# Written request
Lay out every one of the records below as a numbered list, skipping blank lines and leaving the pictures out.
## begin Data shown
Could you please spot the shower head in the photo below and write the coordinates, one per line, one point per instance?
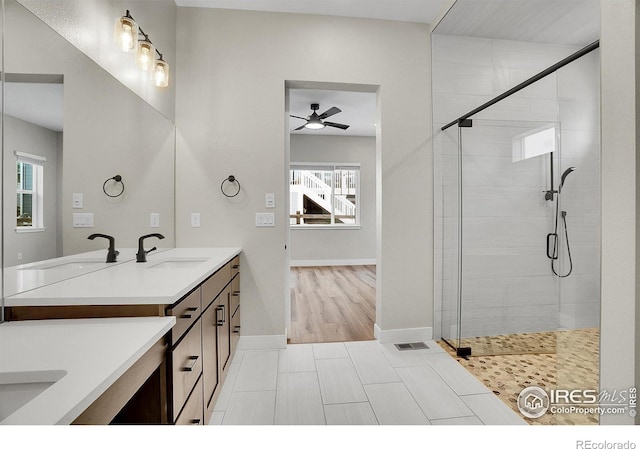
(565, 174)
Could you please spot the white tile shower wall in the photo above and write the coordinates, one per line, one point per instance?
(508, 286)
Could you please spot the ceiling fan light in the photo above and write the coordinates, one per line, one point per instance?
(314, 124)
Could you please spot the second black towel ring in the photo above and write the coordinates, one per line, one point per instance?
(231, 179)
(116, 178)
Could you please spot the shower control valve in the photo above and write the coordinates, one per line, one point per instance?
(548, 194)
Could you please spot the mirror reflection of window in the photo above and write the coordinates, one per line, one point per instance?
(30, 192)
(535, 142)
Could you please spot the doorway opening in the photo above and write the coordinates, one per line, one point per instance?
(331, 173)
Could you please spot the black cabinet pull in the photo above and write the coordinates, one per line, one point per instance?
(194, 359)
(224, 315)
(188, 315)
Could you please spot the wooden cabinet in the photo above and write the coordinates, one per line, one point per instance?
(210, 354)
(186, 367)
(195, 355)
(192, 413)
(235, 311)
(213, 328)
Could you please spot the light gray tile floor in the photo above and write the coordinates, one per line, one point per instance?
(355, 383)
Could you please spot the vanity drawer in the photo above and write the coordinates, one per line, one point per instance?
(215, 284)
(193, 412)
(186, 367)
(235, 266)
(235, 293)
(186, 312)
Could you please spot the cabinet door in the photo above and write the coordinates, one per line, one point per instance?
(224, 328)
(186, 367)
(210, 353)
(235, 330)
(192, 412)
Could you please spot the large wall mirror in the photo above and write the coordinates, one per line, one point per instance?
(69, 128)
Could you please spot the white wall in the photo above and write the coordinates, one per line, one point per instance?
(33, 139)
(507, 284)
(230, 118)
(89, 26)
(337, 246)
(618, 330)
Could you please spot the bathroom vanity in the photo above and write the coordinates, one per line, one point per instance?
(65, 371)
(198, 287)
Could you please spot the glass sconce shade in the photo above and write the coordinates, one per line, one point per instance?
(126, 33)
(161, 73)
(146, 57)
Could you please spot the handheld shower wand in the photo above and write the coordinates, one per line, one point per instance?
(554, 254)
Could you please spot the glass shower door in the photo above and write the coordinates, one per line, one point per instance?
(447, 232)
(509, 295)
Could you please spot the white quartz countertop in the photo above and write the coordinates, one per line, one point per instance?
(21, 278)
(152, 282)
(91, 353)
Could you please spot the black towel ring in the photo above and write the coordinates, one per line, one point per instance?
(116, 178)
(231, 179)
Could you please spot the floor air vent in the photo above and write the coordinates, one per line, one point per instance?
(410, 346)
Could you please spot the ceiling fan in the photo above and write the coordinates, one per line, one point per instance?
(315, 121)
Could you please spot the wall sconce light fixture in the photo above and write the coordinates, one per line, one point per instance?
(127, 35)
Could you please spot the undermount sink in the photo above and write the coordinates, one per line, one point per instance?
(18, 388)
(179, 262)
(67, 265)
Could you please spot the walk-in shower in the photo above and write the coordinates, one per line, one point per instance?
(517, 198)
(512, 178)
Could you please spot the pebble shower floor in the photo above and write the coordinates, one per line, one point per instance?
(526, 359)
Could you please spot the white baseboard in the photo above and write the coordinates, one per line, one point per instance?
(249, 342)
(331, 262)
(403, 335)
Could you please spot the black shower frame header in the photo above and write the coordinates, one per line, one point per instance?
(462, 120)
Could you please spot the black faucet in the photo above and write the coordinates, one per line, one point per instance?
(141, 256)
(112, 254)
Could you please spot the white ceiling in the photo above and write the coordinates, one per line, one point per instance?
(425, 11)
(38, 103)
(564, 22)
(358, 111)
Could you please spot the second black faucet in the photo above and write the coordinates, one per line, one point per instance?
(141, 255)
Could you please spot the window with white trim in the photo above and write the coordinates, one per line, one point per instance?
(30, 191)
(324, 194)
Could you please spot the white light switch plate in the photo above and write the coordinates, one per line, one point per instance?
(77, 201)
(83, 220)
(270, 200)
(263, 219)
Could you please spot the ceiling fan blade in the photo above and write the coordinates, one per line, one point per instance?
(329, 112)
(336, 125)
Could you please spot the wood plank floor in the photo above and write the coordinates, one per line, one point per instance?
(331, 304)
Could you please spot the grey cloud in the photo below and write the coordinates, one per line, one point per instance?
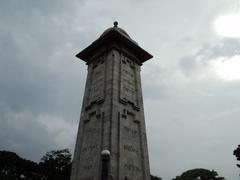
(197, 62)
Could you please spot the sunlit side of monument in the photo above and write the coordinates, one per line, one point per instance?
(111, 140)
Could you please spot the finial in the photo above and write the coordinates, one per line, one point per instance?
(115, 23)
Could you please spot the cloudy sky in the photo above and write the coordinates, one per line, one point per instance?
(191, 87)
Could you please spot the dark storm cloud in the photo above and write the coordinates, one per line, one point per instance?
(39, 75)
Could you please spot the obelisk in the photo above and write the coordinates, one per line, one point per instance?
(112, 115)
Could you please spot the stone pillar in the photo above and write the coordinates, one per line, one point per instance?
(112, 115)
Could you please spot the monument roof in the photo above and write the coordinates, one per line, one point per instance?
(114, 34)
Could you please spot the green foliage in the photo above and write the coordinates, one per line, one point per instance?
(202, 174)
(155, 178)
(236, 152)
(13, 167)
(55, 165)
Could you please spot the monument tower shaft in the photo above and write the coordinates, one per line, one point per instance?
(112, 115)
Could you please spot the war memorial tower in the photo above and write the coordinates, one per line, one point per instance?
(112, 115)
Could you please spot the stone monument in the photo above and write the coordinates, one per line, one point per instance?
(112, 115)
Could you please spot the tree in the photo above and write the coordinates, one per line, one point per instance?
(56, 165)
(13, 167)
(236, 152)
(201, 174)
(155, 178)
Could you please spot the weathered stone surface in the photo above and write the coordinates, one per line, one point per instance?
(112, 115)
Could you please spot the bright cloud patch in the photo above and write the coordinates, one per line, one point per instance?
(228, 68)
(228, 25)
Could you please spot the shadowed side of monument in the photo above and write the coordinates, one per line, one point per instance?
(112, 115)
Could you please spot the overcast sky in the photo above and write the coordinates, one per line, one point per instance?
(191, 87)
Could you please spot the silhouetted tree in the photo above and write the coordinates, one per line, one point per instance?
(236, 152)
(56, 165)
(201, 174)
(13, 167)
(155, 178)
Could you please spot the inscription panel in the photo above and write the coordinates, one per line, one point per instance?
(97, 81)
(131, 154)
(128, 78)
(90, 149)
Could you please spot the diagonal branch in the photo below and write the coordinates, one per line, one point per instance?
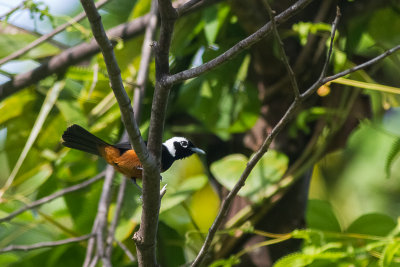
(45, 244)
(239, 47)
(252, 163)
(69, 57)
(117, 85)
(76, 54)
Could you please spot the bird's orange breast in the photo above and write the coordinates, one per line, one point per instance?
(126, 163)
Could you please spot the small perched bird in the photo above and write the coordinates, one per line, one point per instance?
(121, 156)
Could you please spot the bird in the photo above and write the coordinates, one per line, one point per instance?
(121, 155)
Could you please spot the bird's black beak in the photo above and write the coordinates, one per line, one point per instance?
(197, 150)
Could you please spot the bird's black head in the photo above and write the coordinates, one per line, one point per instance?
(177, 148)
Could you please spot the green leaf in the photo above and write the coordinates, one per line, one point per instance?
(13, 107)
(231, 261)
(320, 216)
(372, 224)
(294, 260)
(388, 254)
(170, 247)
(30, 181)
(268, 170)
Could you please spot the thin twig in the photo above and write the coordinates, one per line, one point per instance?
(282, 52)
(77, 54)
(145, 237)
(126, 250)
(117, 85)
(239, 47)
(114, 223)
(44, 244)
(333, 32)
(49, 198)
(94, 261)
(91, 244)
(249, 167)
(102, 214)
(46, 37)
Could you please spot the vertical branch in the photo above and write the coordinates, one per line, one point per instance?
(145, 61)
(282, 52)
(117, 86)
(145, 238)
(263, 149)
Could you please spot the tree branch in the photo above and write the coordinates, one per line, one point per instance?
## end Data shown
# Task solution
1. Could you please spot the shower head in the photo below and write the coordinates, one per line, one point per instance?
2. (565, 174)
3. Could you please spot the white tile shower wall in the photo above and write the coordinates, one per line, one point per instance?
4. (508, 286)
5. Could you please spot the ceiling fan light in the photo above and write the coordinates, one per line, one point per instance?
6. (314, 124)
7. Could you please spot the second black towel ring in the photo above and write the coordinates, one per line, one point per instance?
8. (231, 179)
9. (116, 178)
10. Could you please spot the shower control valve in the photo above and write the coordinates, one per line, one point per instance?
11. (548, 194)
12. Could you please spot the mirror reflection of window in the photo above and write the coordinates, one per line, one point per instance?
13. (30, 192)
14. (535, 142)
15. Could you please spot the doorway opening in the photo above and write the coordinates, one per line, one point per instance?
16. (331, 173)
17. Could you please spot the black cabinet pull in the photo above and write the coordinates, one per line, one point per instance?
18. (194, 359)
19. (224, 315)
20. (188, 315)
21. Could you please spot the wooden cabinet in the photo above and write the coordinates, one per line, one point per instance?
22. (210, 354)
23. (186, 367)
24. (195, 355)
25. (192, 413)
26. (235, 311)
27. (213, 328)
28. Could you please spot the light gray tile floor in the photo above and write the coordinates, one per line, one point per instance?
29. (355, 383)
30. Could you please spot the vanity drawer in the photo above and write the coordinates, one per line, one point per instance?
31. (215, 284)
32. (193, 412)
33. (186, 367)
34. (235, 266)
35. (235, 293)
36. (186, 312)
37. Could you please spot the cabinet door in the photo above and write the coordinates, one per line, one point per instance?
38. (224, 328)
39. (186, 367)
40. (210, 353)
41. (235, 330)
42. (192, 412)
43. Could you please spot the large wall mirror in the photo above and write the coordinates, one per line, one point per instance?
44. (69, 128)
45. Could you please spot the white wall in the photo above and write the coordinates, one per line, one point per instance?
46. (33, 139)
47. (507, 284)
48. (230, 118)
49. (89, 26)
50. (337, 246)
51. (618, 330)
52. Could you please spot the bathroom vanity in the photo above and write the coordinates, one per line, one point per instance?
53. (65, 371)
54. (198, 287)
55. Could you please spot the glass sconce shade in the photo above and write the coordinates, one per line, one point per instance?
56. (126, 33)
57. (161, 73)
58. (146, 57)
59. Could you please spot the handheld shower wand in the photo above and write the coordinates, one per line, one point per instance?
60. (554, 254)
61. Could you please spot the glass shower door in the photo above and write the coordinates, one per line, one point per instance?
62. (447, 232)
63. (509, 295)
64. Could you please spot the white quartz countertop in the photo above and write the coordinates, one per line, one point per instance?
65. (21, 278)
66. (152, 282)
67. (91, 353)
68. Could you please spot the black towel ring in the photo above and write the coordinates, one per line, one point per instance?
69. (116, 178)
70. (231, 179)
71. Could you please spot the floor air vent in the photo above and write the coordinates, one per line, one point per instance?
72. (410, 346)
73. Could you please spot the ceiling fan in the photo above and write the coordinates, one per line, one point per instance?
74. (315, 121)
75. Could you please spot the wall sconce light fixture in the photo above and write the coordinates, one per line, one point per instance?
76. (127, 35)
77. Could you please spot the undermount sink in the photo above and write the coordinates, one per line, one point per instance?
78. (18, 388)
79. (179, 262)
80. (67, 265)
81. Could you please spot the walk-in shower in the photo above and write the coordinates, one per line, one point per instance?
82. (517, 198)
83. (512, 178)
84. Could you please spot the pebble shower floor in the photo above and write the coordinates, one per line, one point per instance?
85. (526, 359)
86. Could you please spot the white baseboard in the photo above and write the coordinates, one per line, one point per instance?
87. (249, 342)
88. (331, 262)
89. (403, 335)
90. Could you please spot the black shower frame header in the photo above and write the coordinates, one per line, one point per instance?
91. (462, 120)
92. Could you please spot the black faucet in the photo above and write the coordinates, one per line, one point per instance?
93. (141, 256)
94. (112, 254)
95. Could you please spot the white ceiling in the photo above and write the coordinates, one per line, one point per instance?
96. (425, 11)
97. (38, 103)
98. (564, 22)
99. (358, 111)
100. Could you please spot the second black faucet in the photo above and write the coordinates, one per line, one point per instance?
101. (141, 255)
102. Could you please spot the window with white trim in the photo above and write the coordinates, one per line, one point per instance?
103. (30, 191)
104. (324, 194)
105. Could you please spot the white light switch plate in the photo above and write the coordinates, one per line, one point per instance?
106. (77, 201)
107. (83, 220)
108. (270, 200)
109. (263, 219)
110. Could you please spot the ceiling fan blade in the photo above and write the coordinates, one per line, one point per instance?
111. (329, 112)
112. (336, 125)
113. Could you please spot the wood plank floor in the photo above and write the coordinates, one per line, one point per instance?
114. (331, 304)
115. Could you please spot the grey cloud in the photo below and write the coordinates, one per line, one point per instance?
116. (197, 62)
117. Could you please spot the sunlit side of monument in the photo above and write the coordinates, one per line, one point per instance?
118. (111, 140)
119. Could you please spot the finial in the photo above and write the coordinates, one per line, one point per instance?
120. (115, 23)
121. Could you please spot the cloudy sky in the photo above and write the coordinates, one per line, one point per instance?
122. (191, 87)
123. Could you please spot the dark storm cloud in the photo above and write the coordinates, one per line, one point per instance?
124. (39, 75)
125. Could you please spot the obelisk in the photo above and write the coordinates, one per line, one point per instance?
126. (112, 115)
127. Could you please spot the stone pillar in the photo above and write the coordinates, one per line, one point per instance?
128. (112, 115)
129. Could you please spot the monument roof in the photo above and write the coordinates, one per line, one point per instance?
130. (114, 34)
131. Could you please spot the green foliage in the photo above and write the coordinates, one per line, one point per instance?
132. (202, 174)
133. (155, 178)
134. (236, 152)
135. (13, 167)
136. (55, 165)
137. Could you please spot the monument tower shaft in the photo above and write the coordinates, one per line, one point per instance?
138. (112, 115)
139. Could you please spot the war memorial tower in the photo above and write the coordinates, one per line, one point per instance?
140. (112, 115)
141. Could you please spot the stone monument in the photo above and write the coordinates, one per line, one point per instance?
142. (112, 115)
143. Could you please spot the tree in the photo above and write the coordinates, one per line, one point per instance?
144. (56, 165)
145. (13, 167)
146. (236, 152)
147. (201, 174)
148. (155, 178)
149. Could you please spot the weathered stone surface in the photo above and write the coordinates, one per line, one point per instance?
150. (112, 115)
151. Could you please spot the bright cloud patch in the photo above and write the coordinates, one per line, one point per instance?
152. (228, 68)
153. (228, 25)
154. Could you please spot the shadowed side of monument in the photo above and write the coordinates, one per line, one point per instance?
155. (112, 115)
156. Could you please spot the overcast sky in the photo above and write the coordinates, one per line, one point per instance?
157. (191, 87)
158. Could you please spot the silhouetted tree in the photo above and write the coordinates, one per line, one point per instance?
159. (236, 152)
160. (56, 165)
161. (201, 174)
162. (13, 167)
163. (155, 178)
164. Could you please spot the inscription panel in the photo above and write the coordinates, one per line, one point per instance?
165. (97, 81)
166. (131, 154)
167. (128, 78)
168. (90, 149)
169. Could you please spot the diagonal branch in the photo below and write the coordinates, one per line, one point per instance?
170. (45, 244)
171. (239, 47)
172. (252, 163)
173. (69, 57)
174. (117, 85)
175. (76, 54)
176. Could you please spot the bird's orange breast in the photo above and write the coordinates, one per line, one point per instance?
177. (126, 163)
178. Could you please spot the small perched bird in the photo above and write the coordinates, one per line, one point per instance?
179. (121, 156)
180. Could you please spot the bird in the photo above and write the coordinates, one per line, one point per instance?
181. (121, 155)
182. Could you please spot the bird's black beak in the photo above and write the coordinates, one per line, one point per instance?
183. (197, 150)
184. Could you please spot the bird's black head in the photo above and write the coordinates, one per line, one point per instance?
185. (177, 148)
186. Could you please spot the green leaf in the photo above and write the coordinates, one per line, one point per instance?
187. (13, 107)
188. (231, 261)
189. (320, 216)
190. (372, 224)
191. (294, 260)
192. (388, 254)
193. (170, 247)
194. (30, 181)
195. (268, 170)
196. Could you please spot the thin twig in the photo above and write the coordinates, one per line, one point per instance?
197. (282, 52)
198. (77, 54)
199. (145, 237)
200. (126, 250)
201. (117, 85)
202. (239, 47)
203. (114, 223)
204. (44, 244)
205. (333, 32)
206. (49, 198)
207. (94, 261)
208. (91, 244)
209. (249, 167)
210. (102, 214)
211. (46, 37)
212. Could you please spot the vertical branch in the photo above and write the coordinates, one per line, one point per instance?
213. (145, 61)
214. (282, 52)
215. (117, 86)
216. (145, 238)
217. (263, 149)
218. Could you please spot the tree branch in the photo above and write the coordinates, one per line, one point per instance?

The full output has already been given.